* **İstenen Bilgi**
Aşağıdaki futbol ve Türkiye konulu belge bölümünde, futbolun bir spor dalı olarak tanımlanamayacağı tezini destekleyen “futbol asla futbol için değildir” sözü kime aittir?
____ Belge Bölümü
Türkiye’nin karşılaştığı meselelerle ilgili yorum yaparken ya da çözüm yollarını gösterirken genellikle bardağın dolu tarafından bakıyoruz. Oysa işin boş tarafları da bulunuyor.
Türk milletine ve devletine ait güzel hasletler olduğu gibi arızalı ve hastalıklı durumlarda var. Onun için duygusal tepkilerden uzak durarak gerçekçi tespitlerde bulunmak zorundayız.
Bu sebeple uğradığımız en son bozgun olan Hırvatistan’la oynadığımız milli maç ve futbol üzerinden bazı çıkarımlar yaparak, Türk milleti olarak bazı şeyleri niçin yapamadığımızın üzerinde durmak gerektiğini düşünüyorum.
Futbol, yüz yılı aşan bir süre boyunca insanlık aleminin en çok ilgisini çeken olgulardan biridir. Bana göre geçirdiği süreç ve geldiği nokta; onu bir spor dalı olarak tanımlamama imkan vermiyor. Benim bu tezimi de Simon Kuper’in “futbol asla futbol için değildir” diye herkesçe bilinen sözü destekliyor.
Futbol kanaatime göre, başlı başına bireyi ve toplumu en iyi ifade eden şeylerden biri. Şeylerden biri diye yazmamın nedeni ise futbolun doğru tanımına henüz ulaşabilmiş değilim. Belki de futbolun gizemi; insanlar üzerindeki büyük etkisi ve her olayda değişkenlikler göstermesi nedeniyle, tanımlanamayacak bir elastikiyeti içeriyor olmasından geliyor. Koskoca bir işadamını tribünde çıldırmış bir taraftar olarak görmek bana her zaman tarifi zor bir durum olarak gözükmüştür. Ya da atılan bir golden sonra “şak” yapan genelkurmay başkanı gibi…
Bu sebeple benim bu gün yaptığım gibi futbolla ilgili birçok şey, günümüze kadar hep tekraren söylene gelmiştir. Futbol; kimi zaman ülkeler arasında savaşı kışkırtan bir neden, kimi zaman da barışı tesis etmede etkin bir unsur olmuştur. Hatırlarsanız bizi önce Yunanistan’la sonra da Ermenistan’la aynı gruba düşürerek futbol üzerinden bir yumuşama diplomasisi yürütülmüştür.
Franco’nun mu yoksa Salazar’ın mı veya Güney Amerikalı bir diktatörünmü olduğunu hep karıştırdığım sözlere göre adamlar ülkelerini faşizm, fiesta yani eğlence ve da illa ki futbolla (üç “f” formülü) yönetmişlerdir.
Bu açıdan bakınca bir ülkede ters giden ne varsa bu tersliklerin ülkenin futboluna da aynen yansıdığını görmek mümkündür.
Şimdi biz de toplum olarak Hırvatistan milli maçı ile en son bozgunu yaşıyoruz. Bu bozgunun sebepleri ile ülkemizin yaşadığı siyasal, sosyal, ekonomik ve kültürel sorunlar arasında büyük benzerlikler vardır.
________
____ Veri Kesiti
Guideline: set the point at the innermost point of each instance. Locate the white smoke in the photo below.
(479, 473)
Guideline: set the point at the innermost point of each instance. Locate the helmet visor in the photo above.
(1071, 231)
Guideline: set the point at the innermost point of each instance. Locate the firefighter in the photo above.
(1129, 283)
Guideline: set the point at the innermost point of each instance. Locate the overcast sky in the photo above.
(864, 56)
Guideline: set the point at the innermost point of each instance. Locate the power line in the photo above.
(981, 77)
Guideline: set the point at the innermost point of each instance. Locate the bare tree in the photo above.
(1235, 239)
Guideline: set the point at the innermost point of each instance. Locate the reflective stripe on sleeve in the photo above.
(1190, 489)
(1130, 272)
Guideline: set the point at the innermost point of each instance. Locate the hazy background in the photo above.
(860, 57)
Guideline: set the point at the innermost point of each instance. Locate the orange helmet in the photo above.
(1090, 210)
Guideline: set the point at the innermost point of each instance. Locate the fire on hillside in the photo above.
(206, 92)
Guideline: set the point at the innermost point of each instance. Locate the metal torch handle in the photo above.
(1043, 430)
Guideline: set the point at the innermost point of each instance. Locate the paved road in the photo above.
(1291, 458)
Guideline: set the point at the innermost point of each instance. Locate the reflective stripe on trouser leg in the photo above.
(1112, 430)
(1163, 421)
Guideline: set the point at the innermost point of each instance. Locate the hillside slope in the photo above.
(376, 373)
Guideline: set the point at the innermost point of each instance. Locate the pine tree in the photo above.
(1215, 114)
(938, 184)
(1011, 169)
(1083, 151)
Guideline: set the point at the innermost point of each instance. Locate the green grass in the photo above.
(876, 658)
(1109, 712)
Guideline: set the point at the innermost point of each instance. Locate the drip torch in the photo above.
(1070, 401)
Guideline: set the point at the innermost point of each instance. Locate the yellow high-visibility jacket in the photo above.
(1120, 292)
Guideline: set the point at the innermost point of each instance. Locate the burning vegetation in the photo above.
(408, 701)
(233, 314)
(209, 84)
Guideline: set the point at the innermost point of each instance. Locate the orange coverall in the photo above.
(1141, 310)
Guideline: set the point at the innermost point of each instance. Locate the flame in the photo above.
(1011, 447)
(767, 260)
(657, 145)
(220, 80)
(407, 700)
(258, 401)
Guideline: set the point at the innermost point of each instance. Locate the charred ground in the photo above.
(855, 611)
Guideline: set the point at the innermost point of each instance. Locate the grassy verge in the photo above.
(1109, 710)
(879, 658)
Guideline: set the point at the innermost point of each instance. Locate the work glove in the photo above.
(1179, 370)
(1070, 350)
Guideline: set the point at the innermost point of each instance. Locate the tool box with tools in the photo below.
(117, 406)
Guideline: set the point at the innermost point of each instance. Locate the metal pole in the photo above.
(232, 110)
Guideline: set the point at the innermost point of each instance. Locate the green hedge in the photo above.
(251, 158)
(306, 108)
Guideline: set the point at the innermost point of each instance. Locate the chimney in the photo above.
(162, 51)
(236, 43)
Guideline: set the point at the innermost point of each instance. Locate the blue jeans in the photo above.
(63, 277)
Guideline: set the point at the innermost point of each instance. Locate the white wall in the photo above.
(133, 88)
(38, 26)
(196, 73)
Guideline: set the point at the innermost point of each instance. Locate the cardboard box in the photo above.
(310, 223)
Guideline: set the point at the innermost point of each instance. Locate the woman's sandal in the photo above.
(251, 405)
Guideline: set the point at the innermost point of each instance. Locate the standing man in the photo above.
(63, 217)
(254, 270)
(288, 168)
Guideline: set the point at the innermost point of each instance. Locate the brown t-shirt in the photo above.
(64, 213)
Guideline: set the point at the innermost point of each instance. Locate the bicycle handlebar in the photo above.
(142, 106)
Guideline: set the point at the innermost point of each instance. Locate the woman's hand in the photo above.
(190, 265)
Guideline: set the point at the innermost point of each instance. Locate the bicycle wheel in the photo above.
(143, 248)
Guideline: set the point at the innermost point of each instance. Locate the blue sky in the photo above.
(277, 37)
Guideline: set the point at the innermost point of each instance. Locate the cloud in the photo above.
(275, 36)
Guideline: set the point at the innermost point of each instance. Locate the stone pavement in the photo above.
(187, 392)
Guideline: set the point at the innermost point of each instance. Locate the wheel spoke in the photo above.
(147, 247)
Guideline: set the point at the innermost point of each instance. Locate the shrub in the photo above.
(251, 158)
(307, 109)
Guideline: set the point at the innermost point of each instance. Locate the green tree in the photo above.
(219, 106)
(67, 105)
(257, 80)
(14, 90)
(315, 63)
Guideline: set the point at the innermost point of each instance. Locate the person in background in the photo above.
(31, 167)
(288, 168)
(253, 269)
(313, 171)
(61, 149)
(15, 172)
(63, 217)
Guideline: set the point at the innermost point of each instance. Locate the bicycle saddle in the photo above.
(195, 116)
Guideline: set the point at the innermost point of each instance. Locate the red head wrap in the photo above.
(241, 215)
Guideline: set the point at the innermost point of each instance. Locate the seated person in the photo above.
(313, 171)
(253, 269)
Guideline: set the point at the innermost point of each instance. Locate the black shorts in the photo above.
________
* **Beklenen Cevap**
Simon Kuper'e.